Write out, as an exact transcription, the line that has "Target: black pole" and each line after it through the end of the data below.

********************

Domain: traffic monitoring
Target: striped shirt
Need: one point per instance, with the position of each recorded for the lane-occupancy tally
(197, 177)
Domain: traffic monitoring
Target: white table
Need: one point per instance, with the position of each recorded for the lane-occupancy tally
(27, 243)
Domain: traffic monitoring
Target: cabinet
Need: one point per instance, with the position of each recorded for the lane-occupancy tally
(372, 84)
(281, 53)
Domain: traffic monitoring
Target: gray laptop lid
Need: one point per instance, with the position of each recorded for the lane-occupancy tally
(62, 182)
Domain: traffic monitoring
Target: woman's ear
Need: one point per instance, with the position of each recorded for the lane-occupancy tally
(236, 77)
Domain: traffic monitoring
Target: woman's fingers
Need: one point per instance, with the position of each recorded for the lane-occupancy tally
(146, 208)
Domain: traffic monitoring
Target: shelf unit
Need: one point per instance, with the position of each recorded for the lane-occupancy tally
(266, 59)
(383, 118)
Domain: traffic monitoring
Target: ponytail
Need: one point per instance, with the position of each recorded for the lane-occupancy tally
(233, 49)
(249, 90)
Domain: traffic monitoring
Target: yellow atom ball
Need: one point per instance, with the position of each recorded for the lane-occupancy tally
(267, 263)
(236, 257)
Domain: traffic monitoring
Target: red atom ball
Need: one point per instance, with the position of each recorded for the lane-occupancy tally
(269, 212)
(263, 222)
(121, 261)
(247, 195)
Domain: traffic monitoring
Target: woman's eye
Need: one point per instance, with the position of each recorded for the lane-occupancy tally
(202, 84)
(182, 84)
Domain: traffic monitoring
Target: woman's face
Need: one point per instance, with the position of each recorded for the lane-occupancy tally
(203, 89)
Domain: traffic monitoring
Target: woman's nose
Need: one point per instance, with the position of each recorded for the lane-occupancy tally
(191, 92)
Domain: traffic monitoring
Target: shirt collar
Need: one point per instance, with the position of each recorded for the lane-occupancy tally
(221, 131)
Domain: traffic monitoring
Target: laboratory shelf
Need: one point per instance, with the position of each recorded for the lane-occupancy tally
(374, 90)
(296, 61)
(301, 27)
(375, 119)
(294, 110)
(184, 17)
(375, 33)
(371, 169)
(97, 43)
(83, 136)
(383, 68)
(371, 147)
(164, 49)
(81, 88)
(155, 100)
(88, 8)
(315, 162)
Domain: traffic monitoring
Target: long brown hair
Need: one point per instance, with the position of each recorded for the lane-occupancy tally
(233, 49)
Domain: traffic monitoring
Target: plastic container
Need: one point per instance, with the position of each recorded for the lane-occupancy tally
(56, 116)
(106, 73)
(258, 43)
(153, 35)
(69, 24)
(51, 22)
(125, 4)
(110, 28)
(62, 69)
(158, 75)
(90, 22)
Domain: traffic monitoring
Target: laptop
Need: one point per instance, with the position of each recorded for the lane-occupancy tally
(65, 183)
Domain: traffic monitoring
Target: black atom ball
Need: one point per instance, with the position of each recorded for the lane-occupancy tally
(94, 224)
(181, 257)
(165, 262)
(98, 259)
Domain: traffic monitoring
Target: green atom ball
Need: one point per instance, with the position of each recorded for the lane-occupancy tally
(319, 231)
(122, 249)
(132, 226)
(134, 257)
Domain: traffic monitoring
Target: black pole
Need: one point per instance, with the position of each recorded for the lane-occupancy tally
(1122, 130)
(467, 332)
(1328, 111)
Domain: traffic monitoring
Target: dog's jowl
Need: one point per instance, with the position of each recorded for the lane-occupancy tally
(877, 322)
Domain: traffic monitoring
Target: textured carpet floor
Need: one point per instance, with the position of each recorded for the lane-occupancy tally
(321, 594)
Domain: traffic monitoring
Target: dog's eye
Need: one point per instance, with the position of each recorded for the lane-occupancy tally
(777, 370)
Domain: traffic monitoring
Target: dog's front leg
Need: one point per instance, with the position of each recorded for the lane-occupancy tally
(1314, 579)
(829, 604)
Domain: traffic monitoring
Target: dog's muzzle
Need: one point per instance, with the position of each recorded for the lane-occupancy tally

********************

▶ ANSWER BOX:
Target: black pole
Need: one point per instance, with the position of each recorded for the lane-occupancy tally
(1122, 130)
(467, 332)
(1328, 111)
Domain: traffic monitoring
Target: dog's jowl
Need: one point per instance, with the position of each recorded for the lane-occupancy tally
(877, 322)
Domain: traffic monitoring
Target: textured carpet floor
Need: one point per instance, with the position of each recorded for the lane-occupancy tally
(321, 594)
Domain: traffic monitoring
Target: dog's eye
Need: one point per instance, with the position of each recorded for the lane-occupancy tally
(777, 370)
Domain: traffic monitoring
Target: dog's front leg
Need: one point per instance, with the position of each recorded for the lane-occupancy tally
(1314, 579)
(829, 604)
Domain: traffic monitoring
Target: dog's muzzle
Need: one point per instance, with the position of each recorded for the lane-occupancy tally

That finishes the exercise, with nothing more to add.